***** Data to process

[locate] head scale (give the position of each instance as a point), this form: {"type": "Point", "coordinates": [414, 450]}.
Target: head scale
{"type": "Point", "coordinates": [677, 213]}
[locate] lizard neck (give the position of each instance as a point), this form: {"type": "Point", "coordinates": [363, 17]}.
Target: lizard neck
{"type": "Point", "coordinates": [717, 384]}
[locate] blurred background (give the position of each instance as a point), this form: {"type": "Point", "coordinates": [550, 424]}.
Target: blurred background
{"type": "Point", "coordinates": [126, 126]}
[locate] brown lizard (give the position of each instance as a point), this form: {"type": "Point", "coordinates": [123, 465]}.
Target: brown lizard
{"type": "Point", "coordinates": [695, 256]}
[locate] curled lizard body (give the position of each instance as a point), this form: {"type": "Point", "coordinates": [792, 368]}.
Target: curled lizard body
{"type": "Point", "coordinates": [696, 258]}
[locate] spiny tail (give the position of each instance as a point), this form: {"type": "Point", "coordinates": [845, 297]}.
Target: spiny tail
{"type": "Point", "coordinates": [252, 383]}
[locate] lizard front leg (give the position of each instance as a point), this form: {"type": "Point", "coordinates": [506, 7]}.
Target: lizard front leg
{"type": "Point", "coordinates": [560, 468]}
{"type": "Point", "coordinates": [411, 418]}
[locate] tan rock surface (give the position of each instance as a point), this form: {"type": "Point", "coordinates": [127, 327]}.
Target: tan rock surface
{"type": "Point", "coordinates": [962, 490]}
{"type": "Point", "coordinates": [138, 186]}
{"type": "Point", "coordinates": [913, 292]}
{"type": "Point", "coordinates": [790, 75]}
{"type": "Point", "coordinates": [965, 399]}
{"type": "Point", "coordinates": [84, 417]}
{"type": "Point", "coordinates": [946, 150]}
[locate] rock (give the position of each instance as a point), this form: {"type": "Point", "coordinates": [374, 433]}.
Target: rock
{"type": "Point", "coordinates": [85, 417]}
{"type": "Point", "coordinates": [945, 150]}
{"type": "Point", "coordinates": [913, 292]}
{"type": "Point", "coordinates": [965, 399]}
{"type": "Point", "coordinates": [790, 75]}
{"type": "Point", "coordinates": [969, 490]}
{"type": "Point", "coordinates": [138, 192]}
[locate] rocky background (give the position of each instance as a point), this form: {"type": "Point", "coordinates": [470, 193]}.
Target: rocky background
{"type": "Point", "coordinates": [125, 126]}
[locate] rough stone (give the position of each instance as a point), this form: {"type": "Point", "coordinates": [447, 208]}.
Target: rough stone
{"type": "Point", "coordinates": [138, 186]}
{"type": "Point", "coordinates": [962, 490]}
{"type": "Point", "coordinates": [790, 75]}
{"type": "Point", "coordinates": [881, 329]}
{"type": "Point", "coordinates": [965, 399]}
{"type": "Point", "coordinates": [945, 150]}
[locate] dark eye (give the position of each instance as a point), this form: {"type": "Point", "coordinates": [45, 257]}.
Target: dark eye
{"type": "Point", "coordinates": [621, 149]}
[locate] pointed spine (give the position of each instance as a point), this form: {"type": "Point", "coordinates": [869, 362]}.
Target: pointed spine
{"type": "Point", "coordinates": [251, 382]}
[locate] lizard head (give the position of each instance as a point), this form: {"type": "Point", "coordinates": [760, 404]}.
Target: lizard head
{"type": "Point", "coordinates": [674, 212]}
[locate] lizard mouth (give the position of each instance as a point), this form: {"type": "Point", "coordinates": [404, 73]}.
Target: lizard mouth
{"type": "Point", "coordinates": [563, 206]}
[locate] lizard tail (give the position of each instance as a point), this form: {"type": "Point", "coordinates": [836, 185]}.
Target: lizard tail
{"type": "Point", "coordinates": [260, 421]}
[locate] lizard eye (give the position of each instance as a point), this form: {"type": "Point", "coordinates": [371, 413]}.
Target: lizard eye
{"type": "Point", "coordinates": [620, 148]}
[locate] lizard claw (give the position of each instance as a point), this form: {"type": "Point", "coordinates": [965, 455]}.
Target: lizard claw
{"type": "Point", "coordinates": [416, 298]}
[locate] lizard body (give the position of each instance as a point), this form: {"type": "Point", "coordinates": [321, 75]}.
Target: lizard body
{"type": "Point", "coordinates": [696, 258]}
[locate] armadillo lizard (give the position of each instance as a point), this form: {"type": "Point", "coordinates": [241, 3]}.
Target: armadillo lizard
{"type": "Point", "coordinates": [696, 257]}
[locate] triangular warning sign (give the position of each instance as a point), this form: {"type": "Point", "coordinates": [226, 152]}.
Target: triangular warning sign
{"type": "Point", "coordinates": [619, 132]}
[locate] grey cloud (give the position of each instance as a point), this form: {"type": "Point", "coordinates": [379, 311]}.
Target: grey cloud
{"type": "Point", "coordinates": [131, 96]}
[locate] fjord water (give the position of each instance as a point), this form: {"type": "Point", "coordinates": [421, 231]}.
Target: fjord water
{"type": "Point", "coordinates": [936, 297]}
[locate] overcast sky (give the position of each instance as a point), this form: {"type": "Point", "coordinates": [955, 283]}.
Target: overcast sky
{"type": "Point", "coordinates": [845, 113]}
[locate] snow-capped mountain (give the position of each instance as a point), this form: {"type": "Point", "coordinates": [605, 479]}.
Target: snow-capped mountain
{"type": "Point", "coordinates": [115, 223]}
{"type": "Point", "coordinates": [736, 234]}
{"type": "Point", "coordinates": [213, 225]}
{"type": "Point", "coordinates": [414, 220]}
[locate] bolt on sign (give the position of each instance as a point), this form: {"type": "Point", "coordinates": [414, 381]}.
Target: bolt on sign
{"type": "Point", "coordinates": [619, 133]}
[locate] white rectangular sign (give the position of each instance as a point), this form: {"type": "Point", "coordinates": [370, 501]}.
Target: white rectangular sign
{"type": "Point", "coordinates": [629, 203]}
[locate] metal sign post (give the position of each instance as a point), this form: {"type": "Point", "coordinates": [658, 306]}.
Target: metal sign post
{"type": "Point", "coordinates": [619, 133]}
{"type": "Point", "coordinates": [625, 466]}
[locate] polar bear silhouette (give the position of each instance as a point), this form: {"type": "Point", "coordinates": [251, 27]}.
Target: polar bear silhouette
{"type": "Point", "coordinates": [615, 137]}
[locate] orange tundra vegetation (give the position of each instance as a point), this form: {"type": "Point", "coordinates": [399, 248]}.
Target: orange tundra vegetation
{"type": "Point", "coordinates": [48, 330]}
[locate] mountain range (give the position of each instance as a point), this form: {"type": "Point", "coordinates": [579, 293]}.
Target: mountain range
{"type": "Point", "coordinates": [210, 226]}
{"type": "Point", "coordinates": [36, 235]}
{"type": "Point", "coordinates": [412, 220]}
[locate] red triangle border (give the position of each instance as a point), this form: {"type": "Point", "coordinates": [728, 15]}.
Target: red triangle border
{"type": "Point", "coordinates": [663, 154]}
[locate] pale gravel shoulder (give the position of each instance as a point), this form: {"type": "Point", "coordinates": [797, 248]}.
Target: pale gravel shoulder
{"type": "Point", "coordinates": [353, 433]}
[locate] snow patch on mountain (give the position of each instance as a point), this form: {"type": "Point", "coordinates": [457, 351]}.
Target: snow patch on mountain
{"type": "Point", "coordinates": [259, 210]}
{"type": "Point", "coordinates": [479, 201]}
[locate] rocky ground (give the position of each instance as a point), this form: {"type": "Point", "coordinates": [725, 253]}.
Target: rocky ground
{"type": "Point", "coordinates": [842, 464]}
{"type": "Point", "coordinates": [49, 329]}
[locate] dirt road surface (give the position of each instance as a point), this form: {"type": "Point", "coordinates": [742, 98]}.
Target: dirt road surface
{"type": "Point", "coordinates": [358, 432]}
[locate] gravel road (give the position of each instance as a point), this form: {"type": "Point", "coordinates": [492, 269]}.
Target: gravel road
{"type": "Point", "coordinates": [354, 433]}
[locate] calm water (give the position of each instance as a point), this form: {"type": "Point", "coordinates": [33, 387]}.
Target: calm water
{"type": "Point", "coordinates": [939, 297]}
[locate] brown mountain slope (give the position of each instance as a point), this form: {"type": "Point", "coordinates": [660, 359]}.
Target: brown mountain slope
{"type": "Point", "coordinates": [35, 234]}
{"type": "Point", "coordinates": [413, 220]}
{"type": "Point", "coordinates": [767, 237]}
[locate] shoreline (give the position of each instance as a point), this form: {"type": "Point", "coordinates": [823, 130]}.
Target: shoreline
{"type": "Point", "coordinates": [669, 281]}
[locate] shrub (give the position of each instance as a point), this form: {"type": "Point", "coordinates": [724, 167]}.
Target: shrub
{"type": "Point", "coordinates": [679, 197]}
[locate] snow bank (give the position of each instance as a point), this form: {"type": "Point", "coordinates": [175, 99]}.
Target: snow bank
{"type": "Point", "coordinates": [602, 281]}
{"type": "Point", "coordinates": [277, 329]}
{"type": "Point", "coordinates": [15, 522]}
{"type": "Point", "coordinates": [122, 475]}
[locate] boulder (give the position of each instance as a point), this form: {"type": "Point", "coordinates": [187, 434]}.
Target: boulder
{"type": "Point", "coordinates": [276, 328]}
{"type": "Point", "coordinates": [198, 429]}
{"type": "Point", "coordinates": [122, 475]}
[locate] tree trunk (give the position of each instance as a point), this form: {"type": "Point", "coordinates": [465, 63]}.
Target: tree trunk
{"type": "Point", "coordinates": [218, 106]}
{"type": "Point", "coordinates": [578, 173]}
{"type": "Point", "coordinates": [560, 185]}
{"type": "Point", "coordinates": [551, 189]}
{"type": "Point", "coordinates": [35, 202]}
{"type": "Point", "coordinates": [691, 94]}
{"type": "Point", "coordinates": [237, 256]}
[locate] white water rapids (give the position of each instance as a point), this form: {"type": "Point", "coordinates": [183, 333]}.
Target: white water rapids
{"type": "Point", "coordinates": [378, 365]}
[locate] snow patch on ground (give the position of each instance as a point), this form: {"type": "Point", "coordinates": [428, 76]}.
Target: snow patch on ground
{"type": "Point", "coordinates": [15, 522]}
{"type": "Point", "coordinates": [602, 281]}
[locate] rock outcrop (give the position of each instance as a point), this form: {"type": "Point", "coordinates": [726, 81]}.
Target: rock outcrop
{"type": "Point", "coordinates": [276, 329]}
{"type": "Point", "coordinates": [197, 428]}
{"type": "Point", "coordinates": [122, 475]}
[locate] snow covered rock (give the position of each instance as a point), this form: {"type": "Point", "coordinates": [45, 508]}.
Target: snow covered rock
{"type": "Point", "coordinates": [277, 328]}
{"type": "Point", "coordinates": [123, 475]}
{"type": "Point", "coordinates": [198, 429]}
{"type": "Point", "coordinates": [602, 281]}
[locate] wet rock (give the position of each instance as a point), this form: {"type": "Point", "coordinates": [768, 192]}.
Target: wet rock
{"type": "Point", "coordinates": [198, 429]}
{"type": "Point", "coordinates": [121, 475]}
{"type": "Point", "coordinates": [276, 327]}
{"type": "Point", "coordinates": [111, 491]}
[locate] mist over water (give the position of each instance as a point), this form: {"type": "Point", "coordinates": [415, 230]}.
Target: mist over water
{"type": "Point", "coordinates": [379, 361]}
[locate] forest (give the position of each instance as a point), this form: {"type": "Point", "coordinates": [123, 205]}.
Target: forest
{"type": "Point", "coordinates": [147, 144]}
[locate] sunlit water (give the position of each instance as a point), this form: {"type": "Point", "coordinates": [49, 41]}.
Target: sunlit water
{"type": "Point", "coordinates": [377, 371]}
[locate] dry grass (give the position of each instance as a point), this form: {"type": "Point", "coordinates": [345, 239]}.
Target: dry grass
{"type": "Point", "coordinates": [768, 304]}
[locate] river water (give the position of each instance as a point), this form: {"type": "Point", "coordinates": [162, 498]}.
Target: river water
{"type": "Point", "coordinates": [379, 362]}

**********

** Exercise brief **
Exact duplication is required for the lines above, from the line that contains "Target: tan rock surface" to the line that contains "[locate] rock (give", inclusive; omit all others.

** Solution to this problem **
Target: tan rock surface
{"type": "Point", "coordinates": [962, 490]}
{"type": "Point", "coordinates": [138, 186]}
{"type": "Point", "coordinates": [913, 292]}
{"type": "Point", "coordinates": [790, 75]}
{"type": "Point", "coordinates": [965, 399]}
{"type": "Point", "coordinates": [84, 417]}
{"type": "Point", "coordinates": [946, 150]}
[locate] rock (give the position of each instance as a point), this form: {"type": "Point", "coordinates": [374, 433]}.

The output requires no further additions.